● Excerpts from location labeling data:

┄┄┄┄┄┄┄┄┄┄

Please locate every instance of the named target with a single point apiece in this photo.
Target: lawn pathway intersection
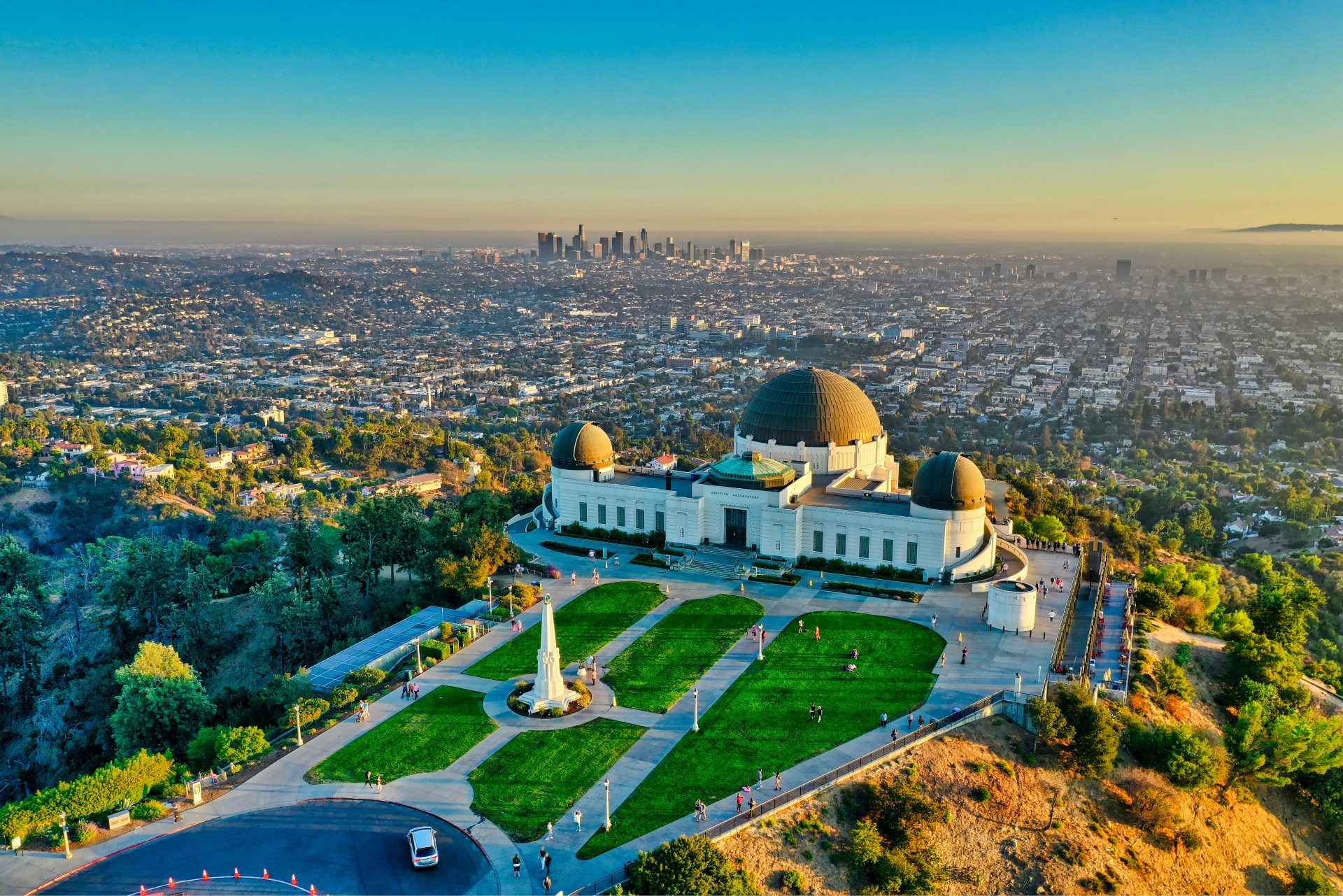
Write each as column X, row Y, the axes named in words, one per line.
column 995, row 660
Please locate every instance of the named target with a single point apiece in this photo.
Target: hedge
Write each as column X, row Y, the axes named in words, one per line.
column 436, row 650
column 99, row 792
column 364, row 677
column 857, row 569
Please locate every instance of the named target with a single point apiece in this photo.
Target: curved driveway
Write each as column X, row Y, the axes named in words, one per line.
column 339, row 845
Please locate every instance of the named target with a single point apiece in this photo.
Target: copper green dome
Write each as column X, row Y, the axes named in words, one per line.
column 751, row 471
column 811, row 406
column 948, row 481
column 582, row 446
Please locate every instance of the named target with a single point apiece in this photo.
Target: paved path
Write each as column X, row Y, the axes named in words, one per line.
column 995, row 660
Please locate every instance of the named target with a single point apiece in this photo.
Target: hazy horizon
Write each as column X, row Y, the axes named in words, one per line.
column 1118, row 121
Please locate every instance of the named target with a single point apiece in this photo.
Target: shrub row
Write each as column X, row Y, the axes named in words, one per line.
column 99, row 792
column 874, row 591
column 857, row 569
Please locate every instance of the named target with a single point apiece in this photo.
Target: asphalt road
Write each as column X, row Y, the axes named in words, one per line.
column 339, row 845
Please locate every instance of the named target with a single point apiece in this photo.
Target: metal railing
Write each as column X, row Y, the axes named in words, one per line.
column 804, row 790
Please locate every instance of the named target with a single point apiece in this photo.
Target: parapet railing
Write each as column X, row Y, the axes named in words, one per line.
column 978, row 710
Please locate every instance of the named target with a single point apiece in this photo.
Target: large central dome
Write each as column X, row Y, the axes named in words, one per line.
column 810, row 406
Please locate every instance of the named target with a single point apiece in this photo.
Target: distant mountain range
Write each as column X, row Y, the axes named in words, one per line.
column 1288, row 229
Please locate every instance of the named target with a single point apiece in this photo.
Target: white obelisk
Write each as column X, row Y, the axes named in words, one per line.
column 550, row 691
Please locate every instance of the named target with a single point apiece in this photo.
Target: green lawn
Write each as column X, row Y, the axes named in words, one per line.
column 653, row 672
column 582, row 626
column 539, row 776
column 429, row 734
column 763, row 722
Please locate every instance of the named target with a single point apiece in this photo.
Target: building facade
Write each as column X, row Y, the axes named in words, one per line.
column 809, row 476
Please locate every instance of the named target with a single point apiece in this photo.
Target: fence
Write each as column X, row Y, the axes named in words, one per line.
column 978, row 710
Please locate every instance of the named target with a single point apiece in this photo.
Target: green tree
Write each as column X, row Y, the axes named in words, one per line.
column 162, row 704
column 689, row 867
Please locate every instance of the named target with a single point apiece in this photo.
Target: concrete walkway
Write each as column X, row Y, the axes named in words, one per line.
column 994, row 662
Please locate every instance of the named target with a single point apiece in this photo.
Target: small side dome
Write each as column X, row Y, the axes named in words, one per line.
column 751, row 471
column 948, row 481
column 582, row 446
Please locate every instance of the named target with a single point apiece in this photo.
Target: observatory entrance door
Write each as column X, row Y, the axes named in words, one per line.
column 735, row 527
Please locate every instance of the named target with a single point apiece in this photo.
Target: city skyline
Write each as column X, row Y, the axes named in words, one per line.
column 1119, row 122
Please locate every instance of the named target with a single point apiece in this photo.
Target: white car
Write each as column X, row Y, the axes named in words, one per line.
column 423, row 846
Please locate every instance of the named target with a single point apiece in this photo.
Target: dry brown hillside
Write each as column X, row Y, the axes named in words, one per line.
column 1044, row 832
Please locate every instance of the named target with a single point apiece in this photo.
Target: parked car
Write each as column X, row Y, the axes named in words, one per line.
column 423, row 846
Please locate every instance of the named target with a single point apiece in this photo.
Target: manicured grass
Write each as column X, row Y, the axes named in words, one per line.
column 582, row 626
column 539, row 776
column 429, row 734
column 653, row 672
column 763, row 722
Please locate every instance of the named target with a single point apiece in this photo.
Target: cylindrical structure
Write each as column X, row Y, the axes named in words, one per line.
column 1011, row 606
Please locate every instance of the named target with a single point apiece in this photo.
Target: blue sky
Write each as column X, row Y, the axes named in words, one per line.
column 1116, row 118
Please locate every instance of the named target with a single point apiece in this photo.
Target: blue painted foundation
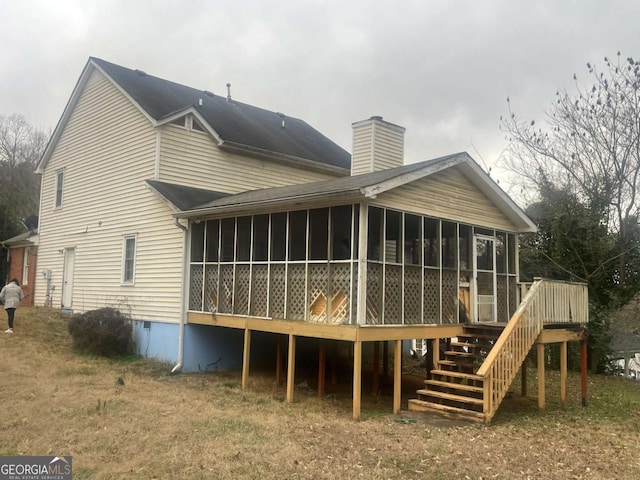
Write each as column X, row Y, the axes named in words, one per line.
column 205, row 348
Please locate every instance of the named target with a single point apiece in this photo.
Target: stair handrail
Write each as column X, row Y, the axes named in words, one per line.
column 512, row 346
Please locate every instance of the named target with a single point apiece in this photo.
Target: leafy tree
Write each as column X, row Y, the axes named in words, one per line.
column 584, row 164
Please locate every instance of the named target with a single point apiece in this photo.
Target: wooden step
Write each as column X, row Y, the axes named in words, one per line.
column 464, row 345
column 452, row 397
column 456, row 386
column 416, row 405
column 466, row 376
column 454, row 353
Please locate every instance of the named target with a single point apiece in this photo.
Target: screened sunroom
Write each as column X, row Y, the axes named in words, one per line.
column 305, row 265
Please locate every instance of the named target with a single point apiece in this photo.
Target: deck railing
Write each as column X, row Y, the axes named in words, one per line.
column 546, row 302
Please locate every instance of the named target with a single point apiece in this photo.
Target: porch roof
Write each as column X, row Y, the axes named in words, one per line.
column 182, row 197
column 358, row 188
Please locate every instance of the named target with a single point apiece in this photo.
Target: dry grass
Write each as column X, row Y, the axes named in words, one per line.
column 204, row 426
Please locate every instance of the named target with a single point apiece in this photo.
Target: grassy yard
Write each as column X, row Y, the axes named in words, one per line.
column 129, row 419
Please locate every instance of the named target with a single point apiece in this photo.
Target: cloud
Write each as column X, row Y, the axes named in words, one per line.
column 441, row 69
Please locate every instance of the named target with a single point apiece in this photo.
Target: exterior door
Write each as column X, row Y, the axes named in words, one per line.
column 484, row 266
column 67, row 277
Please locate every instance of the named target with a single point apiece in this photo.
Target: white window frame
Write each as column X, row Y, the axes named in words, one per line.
column 25, row 266
column 59, row 191
column 125, row 240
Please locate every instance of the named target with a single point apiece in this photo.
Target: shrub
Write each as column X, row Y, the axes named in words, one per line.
column 105, row 332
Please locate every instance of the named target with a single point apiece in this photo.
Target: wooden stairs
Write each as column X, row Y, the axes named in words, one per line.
column 472, row 376
column 454, row 389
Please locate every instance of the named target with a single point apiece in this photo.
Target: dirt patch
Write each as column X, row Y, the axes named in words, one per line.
column 131, row 420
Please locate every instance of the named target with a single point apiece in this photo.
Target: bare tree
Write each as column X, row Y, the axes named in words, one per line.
column 21, row 146
column 589, row 146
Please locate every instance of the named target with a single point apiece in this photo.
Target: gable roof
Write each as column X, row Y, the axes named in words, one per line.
column 360, row 187
column 25, row 239
column 182, row 197
column 236, row 126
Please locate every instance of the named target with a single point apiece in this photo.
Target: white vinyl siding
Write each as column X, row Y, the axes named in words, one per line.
column 25, row 265
column 107, row 150
column 192, row 158
column 362, row 151
column 59, row 188
column 449, row 195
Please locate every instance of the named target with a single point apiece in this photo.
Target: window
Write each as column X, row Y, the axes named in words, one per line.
column 431, row 242
column 412, row 239
column 129, row 259
column 25, row 266
column 341, row 232
column 260, row 238
column 59, row 186
column 393, row 237
column 213, row 227
column 278, row 236
column 318, row 233
column 298, row 235
column 195, row 125
column 448, row 245
column 197, row 241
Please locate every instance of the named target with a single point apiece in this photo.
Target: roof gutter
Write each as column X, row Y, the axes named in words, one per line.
column 351, row 196
column 183, row 312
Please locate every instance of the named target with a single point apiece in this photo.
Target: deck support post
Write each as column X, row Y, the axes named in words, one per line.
column 291, row 367
column 541, row 376
column 523, row 377
column 375, row 380
column 246, row 354
column 583, row 371
column 385, row 359
column 279, row 360
column 357, row 378
column 334, row 362
column 436, row 353
column 322, row 361
column 397, row 377
column 563, row 373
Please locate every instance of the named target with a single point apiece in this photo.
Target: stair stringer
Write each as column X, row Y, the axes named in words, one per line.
column 511, row 349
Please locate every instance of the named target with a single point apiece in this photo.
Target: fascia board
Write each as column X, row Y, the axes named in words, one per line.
column 299, row 200
column 373, row 190
column 288, row 159
column 196, row 113
column 64, row 118
column 171, row 205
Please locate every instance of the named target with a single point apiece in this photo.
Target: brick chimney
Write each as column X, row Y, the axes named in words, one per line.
column 377, row 145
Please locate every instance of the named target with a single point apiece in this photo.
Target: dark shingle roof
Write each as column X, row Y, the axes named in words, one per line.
column 236, row 123
column 342, row 185
column 183, row 197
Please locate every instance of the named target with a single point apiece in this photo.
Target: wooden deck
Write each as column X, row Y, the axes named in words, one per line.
column 552, row 312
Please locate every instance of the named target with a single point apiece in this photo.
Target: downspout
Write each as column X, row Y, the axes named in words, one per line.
column 183, row 314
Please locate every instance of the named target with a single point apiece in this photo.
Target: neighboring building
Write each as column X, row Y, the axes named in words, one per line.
column 22, row 251
column 191, row 211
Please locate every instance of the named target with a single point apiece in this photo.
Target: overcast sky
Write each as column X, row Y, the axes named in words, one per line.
column 442, row 69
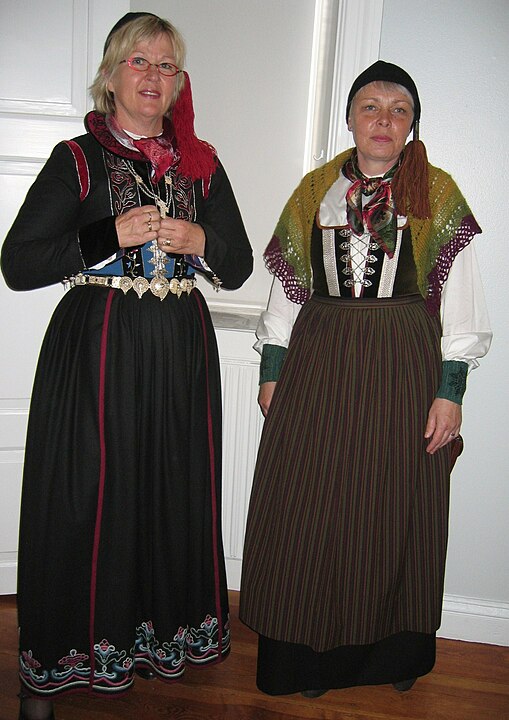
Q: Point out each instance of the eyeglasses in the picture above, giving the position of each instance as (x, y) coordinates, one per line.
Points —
(141, 65)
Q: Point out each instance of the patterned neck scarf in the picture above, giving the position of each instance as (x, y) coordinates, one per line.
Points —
(158, 150)
(160, 155)
(379, 214)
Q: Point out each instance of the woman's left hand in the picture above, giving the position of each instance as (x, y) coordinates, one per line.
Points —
(181, 237)
(444, 423)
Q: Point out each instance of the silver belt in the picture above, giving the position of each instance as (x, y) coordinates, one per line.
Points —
(158, 286)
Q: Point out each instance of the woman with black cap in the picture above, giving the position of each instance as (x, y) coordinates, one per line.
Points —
(375, 316)
(121, 566)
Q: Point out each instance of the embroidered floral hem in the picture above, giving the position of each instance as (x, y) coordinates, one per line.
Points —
(114, 667)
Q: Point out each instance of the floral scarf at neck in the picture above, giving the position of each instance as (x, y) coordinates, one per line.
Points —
(379, 215)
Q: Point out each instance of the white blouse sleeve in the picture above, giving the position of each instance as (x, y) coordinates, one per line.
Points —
(276, 322)
(466, 331)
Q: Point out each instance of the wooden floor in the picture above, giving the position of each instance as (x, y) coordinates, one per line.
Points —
(469, 682)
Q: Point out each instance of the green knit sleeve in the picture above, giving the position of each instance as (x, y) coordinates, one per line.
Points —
(271, 363)
(454, 380)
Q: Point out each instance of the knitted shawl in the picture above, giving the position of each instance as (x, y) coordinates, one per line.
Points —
(435, 241)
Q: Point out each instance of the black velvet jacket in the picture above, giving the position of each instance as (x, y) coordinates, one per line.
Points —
(67, 221)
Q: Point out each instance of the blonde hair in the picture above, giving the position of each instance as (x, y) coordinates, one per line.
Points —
(120, 46)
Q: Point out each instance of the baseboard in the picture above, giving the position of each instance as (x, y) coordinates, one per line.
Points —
(8, 573)
(475, 620)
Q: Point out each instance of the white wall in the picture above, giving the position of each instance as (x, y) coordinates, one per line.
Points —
(458, 53)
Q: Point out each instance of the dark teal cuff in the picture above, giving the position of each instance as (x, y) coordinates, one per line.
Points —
(273, 357)
(454, 380)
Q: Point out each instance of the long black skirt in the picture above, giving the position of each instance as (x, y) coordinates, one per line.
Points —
(120, 556)
(347, 527)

┄┄┄┄┄┄┄┄┄┄

● GIVEN EXERCISE: Render the lines of the material above as a numbered list, from the line containing "Q: Point out each instance of the white wall" through the end of the material, inclusive. Leave out any blank lines.

● SOLUTION FOR THIS TASK:
1. Q: Point out each instance of the white wall in the picture above, giving the position of each instance as (x, y) coordinates, one per line.
2. Points —
3. (458, 53)
4. Q: Point out each instance of the dark teal cuff in the picture above, giving the position of each instance as (x, y) coordinates, one per line.
5. Points —
6. (273, 357)
7. (454, 380)
8. Q: Point out each instance of the long black skirt in the picture above, giving the position of each instance as (x, y) coordinates, one per line.
9. Points —
10. (120, 556)
11. (347, 527)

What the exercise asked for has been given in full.